◆ **Requirement**: Your reply should hold the line containing "Put a point on every instance of the road." and every later line of the records, reproduced exactly, and no other lines.

(Dataset entries)
• • • •

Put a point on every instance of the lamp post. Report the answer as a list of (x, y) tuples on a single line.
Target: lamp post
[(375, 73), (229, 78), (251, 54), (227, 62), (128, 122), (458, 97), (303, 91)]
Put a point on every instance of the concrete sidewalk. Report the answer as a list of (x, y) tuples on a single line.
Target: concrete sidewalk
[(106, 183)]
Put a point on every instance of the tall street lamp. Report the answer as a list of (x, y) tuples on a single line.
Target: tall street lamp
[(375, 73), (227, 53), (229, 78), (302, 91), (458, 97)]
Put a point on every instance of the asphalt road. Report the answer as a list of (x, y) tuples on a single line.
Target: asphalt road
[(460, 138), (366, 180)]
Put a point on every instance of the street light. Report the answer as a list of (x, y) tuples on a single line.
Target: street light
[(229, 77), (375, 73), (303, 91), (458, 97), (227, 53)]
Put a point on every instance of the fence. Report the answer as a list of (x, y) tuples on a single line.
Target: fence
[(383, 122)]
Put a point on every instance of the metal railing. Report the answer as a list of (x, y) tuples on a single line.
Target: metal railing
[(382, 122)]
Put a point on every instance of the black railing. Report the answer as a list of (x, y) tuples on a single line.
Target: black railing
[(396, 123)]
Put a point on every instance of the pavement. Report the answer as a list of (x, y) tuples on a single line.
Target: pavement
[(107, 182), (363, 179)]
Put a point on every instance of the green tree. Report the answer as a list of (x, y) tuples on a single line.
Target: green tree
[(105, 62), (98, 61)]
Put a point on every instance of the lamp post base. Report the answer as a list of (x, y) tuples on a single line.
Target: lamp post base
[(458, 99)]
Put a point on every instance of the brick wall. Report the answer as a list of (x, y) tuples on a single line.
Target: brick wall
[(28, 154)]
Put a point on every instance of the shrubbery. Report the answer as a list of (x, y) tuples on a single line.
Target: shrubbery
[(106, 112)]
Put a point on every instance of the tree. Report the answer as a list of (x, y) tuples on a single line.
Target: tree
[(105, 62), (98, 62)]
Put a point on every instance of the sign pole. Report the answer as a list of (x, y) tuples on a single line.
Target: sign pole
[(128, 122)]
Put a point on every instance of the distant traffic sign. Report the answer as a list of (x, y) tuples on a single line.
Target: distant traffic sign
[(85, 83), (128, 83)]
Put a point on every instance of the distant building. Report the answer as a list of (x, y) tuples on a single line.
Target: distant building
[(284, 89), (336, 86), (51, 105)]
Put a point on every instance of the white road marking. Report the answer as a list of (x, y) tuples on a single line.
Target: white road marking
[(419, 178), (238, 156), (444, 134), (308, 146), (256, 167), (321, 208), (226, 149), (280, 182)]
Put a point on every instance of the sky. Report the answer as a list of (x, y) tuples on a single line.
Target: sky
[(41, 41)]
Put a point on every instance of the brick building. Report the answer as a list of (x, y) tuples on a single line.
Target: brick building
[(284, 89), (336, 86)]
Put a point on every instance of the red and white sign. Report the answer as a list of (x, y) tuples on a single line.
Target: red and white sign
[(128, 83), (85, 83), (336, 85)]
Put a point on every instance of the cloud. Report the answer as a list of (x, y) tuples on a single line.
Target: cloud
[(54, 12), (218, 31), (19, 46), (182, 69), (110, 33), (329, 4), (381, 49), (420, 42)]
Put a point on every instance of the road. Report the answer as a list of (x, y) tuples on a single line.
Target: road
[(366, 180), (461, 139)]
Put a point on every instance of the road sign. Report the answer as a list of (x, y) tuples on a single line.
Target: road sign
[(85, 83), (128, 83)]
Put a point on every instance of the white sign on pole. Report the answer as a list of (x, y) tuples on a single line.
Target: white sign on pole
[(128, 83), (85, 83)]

• • • •

◆ **Exercise answer**:
Put a point on every instance of the road. Report the answer as a list of (x, y) tuples on a single line.
Target: road
[(366, 180), (461, 139)]
Put a point on every instance of the road sign. Report the answer as a list of (x, y) tuples on a single line.
Target: road sign
[(85, 83), (128, 83)]
Put a point on every instance of the white sign on pole. Report the answer as a list of (x, y) tuples on a single line.
Target: white sign on pole
[(128, 83), (85, 83)]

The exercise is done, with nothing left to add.